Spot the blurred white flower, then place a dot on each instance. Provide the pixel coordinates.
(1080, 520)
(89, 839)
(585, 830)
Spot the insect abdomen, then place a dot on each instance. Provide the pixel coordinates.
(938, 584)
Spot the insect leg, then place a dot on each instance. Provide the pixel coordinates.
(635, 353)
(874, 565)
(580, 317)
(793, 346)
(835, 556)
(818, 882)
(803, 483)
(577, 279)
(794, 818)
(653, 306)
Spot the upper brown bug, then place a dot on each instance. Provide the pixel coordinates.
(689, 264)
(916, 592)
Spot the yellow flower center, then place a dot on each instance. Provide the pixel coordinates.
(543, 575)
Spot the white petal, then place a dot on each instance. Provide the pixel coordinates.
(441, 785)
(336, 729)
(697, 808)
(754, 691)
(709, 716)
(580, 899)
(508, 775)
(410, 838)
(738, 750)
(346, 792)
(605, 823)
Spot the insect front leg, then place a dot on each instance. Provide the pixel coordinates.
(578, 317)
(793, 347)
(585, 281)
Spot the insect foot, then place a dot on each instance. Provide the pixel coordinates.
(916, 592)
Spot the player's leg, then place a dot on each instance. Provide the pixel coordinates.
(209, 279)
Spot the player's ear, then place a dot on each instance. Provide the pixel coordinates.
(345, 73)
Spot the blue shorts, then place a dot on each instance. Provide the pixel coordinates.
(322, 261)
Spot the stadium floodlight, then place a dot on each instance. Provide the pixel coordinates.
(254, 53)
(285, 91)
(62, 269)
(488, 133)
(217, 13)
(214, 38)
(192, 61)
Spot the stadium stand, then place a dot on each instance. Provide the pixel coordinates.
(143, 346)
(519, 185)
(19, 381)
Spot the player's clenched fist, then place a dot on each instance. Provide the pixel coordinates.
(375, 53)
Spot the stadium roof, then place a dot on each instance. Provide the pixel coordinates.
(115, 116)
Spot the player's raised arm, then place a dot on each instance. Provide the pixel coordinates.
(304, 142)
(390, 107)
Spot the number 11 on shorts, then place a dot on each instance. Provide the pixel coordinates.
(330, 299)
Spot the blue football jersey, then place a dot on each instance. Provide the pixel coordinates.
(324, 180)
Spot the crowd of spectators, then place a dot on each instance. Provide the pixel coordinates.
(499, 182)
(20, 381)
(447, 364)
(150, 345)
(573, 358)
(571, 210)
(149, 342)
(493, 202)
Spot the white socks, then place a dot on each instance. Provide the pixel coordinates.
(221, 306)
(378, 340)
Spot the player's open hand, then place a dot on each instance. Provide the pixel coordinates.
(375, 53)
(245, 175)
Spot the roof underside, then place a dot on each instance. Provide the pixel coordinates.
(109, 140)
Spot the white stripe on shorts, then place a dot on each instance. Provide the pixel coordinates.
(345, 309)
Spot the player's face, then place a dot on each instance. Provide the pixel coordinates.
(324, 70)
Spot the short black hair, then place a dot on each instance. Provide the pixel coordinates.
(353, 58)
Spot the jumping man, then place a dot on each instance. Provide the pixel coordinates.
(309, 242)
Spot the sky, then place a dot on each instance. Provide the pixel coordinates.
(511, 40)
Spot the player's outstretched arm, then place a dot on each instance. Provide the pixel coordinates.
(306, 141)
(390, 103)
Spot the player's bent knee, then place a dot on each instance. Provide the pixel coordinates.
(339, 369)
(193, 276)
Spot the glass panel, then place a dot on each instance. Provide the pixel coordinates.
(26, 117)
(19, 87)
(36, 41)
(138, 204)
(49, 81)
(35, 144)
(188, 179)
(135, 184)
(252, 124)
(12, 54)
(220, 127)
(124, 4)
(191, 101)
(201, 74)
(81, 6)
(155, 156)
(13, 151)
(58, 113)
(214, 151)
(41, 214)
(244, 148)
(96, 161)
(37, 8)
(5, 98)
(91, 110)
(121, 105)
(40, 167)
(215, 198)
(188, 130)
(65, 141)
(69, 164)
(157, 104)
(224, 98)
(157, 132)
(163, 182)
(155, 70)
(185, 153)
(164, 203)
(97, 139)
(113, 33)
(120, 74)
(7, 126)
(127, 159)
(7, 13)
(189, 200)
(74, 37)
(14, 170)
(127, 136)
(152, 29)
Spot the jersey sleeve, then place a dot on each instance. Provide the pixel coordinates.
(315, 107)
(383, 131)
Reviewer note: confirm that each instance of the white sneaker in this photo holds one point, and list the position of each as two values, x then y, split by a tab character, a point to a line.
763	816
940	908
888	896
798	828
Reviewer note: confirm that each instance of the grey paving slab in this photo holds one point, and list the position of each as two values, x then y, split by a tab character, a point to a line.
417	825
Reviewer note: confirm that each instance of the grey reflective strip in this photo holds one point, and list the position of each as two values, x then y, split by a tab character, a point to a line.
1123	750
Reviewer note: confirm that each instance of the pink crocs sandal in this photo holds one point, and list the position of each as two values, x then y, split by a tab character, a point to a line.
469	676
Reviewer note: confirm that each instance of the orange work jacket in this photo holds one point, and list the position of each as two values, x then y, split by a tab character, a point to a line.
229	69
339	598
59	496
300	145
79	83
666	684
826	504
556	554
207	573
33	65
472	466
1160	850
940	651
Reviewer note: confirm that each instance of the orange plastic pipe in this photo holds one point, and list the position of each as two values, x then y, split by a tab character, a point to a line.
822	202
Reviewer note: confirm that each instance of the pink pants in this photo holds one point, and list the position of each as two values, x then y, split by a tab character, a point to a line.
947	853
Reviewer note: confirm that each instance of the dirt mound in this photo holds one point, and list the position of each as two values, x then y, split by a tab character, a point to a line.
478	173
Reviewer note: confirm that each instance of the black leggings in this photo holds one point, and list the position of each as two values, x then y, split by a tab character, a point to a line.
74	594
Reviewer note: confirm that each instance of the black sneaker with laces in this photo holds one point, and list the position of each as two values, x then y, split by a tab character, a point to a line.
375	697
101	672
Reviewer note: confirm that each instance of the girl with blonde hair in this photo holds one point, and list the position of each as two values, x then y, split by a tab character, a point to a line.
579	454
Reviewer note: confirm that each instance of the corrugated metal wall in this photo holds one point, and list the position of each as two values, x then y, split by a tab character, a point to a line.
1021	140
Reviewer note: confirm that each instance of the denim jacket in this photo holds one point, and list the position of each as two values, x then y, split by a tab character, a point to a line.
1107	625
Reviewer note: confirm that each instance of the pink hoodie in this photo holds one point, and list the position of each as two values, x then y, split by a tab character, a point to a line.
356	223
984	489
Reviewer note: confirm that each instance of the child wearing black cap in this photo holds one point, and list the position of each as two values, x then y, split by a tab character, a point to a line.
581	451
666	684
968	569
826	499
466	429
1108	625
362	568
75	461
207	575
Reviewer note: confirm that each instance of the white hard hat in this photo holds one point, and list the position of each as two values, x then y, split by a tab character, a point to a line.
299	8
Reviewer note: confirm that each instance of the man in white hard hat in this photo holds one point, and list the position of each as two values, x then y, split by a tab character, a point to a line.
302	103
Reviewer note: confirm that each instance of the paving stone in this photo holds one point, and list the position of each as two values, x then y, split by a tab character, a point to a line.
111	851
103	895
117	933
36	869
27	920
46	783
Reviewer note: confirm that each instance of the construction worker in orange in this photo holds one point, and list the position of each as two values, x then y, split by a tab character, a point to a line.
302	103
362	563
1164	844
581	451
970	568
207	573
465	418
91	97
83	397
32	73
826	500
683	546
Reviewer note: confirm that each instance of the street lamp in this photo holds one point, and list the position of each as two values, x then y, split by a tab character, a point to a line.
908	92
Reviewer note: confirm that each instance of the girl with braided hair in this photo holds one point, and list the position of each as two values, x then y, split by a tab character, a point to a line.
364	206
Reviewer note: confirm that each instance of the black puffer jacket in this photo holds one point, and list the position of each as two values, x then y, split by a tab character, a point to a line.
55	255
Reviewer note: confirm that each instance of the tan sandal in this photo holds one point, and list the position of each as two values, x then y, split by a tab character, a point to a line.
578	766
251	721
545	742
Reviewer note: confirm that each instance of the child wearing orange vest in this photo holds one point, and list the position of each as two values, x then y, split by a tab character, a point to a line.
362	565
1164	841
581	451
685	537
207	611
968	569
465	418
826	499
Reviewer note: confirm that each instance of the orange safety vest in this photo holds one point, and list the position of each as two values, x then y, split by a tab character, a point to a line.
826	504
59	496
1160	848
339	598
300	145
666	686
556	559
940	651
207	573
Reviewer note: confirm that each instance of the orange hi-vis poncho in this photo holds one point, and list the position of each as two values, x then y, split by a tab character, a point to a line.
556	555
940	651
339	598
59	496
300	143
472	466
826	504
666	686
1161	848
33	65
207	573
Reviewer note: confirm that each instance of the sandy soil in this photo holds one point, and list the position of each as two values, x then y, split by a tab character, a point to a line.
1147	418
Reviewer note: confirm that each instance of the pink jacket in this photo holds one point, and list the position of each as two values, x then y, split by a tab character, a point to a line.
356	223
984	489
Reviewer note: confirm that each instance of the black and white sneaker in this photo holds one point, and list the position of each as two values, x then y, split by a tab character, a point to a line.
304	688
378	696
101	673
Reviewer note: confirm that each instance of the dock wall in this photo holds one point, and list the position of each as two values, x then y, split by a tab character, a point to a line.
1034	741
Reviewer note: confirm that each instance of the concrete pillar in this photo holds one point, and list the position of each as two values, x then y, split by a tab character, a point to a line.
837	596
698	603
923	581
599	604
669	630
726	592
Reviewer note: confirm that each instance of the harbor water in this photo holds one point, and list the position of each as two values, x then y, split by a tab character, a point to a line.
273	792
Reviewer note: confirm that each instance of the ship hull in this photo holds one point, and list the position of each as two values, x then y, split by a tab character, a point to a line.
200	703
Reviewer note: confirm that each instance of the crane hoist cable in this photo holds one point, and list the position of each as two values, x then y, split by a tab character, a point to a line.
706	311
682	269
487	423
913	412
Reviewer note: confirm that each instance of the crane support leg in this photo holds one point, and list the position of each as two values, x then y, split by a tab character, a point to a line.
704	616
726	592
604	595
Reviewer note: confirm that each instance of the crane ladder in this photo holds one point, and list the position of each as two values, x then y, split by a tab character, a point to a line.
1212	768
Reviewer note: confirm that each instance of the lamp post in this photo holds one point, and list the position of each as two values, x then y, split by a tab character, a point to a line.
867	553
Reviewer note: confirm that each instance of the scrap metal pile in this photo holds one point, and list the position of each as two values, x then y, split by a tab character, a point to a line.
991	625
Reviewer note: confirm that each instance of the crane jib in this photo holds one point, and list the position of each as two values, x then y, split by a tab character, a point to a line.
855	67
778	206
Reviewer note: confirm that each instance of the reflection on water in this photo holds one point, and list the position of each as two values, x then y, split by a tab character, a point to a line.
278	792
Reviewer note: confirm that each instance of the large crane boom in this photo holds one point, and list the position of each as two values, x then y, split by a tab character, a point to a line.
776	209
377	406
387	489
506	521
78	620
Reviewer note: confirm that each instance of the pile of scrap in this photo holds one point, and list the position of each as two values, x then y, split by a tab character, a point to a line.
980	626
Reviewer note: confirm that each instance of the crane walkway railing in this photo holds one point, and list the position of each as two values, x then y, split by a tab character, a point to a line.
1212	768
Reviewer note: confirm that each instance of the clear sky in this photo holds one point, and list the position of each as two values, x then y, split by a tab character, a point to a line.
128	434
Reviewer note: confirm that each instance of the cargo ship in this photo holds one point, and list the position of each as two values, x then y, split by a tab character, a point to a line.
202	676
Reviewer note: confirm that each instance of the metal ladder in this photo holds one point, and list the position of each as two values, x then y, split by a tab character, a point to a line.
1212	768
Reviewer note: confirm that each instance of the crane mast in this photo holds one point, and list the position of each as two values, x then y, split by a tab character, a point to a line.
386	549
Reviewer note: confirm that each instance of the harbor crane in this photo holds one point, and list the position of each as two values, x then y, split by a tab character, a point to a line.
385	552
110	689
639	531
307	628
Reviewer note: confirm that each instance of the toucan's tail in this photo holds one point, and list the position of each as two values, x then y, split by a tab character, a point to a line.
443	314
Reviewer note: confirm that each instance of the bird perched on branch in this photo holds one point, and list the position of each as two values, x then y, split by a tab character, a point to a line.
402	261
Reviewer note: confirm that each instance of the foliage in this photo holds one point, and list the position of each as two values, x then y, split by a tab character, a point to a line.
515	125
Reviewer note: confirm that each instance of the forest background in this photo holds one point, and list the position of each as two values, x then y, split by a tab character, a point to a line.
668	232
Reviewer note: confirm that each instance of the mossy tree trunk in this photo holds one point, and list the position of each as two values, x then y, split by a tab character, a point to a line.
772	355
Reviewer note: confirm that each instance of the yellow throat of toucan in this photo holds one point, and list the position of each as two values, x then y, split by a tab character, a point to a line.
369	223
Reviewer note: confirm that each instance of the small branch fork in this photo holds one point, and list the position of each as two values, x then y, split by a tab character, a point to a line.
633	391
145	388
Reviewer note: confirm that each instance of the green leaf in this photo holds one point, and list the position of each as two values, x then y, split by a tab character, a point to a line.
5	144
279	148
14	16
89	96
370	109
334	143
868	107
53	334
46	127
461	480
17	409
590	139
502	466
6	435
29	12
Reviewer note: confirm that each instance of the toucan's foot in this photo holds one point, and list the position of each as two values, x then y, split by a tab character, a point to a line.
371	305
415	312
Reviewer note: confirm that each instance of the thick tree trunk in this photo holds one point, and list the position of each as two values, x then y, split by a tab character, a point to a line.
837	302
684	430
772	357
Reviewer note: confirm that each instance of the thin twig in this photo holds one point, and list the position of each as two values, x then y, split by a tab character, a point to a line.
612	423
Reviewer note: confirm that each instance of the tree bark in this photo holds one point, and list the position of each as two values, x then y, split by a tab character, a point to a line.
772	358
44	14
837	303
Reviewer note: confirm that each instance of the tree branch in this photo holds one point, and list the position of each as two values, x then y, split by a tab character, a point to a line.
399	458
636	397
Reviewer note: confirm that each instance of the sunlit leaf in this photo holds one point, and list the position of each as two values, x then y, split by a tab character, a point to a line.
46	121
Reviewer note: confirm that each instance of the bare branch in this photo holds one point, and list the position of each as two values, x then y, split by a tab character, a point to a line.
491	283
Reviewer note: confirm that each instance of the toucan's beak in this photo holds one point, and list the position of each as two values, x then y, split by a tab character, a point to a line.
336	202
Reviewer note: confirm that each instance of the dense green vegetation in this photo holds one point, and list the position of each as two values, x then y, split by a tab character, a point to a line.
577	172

::::

__WORK TO DO__
Quote, without any change, each line from the one that contains "Reviewer note: confirm that each instance of the thin" through the end of the material.

__EXERCISE SOLUTION__
Reviewer note: confirm that each instance of the thin twig in this photo holds one point, and list the position of each as two values, x then y, split by a tab character, a point to a line.
612	423
Reviewer note: confirm that each instance of the tree bark in this photo holds one point, and list the position of each as two values, x then y, split by a tab character, a point to a line.
772	358
44	14
837	303
Reviewer note: confirm that each instance of the tree branch in this photo holds one point, and list the position of each as two values, x then y, split by a tab character, a point to a line.
399	458
636	397
Reviewer note: confirm that each instance of the sunlit leaf in this photo holds one point, and list the position of each as two values, x then y, split by a tab character, a point to a line.
46	121
Reviewer note: confirm that each instance of the bare branch in this photo holds one point, and list the position of each as two values, x then y, split by a tab character, a point to a line.
491	283
Reviewer note: confirm that each instance of the toucan's beak in this photo holds one point, and list the position of each as two values, x then y, split by a tab character, a point to a line.
336	202
Reviewer note: confirm that each instance of the dense green vegetation in this photo holds one point, and list the position of each as two values, x then y, split by a tab character, a point to a line.
577	172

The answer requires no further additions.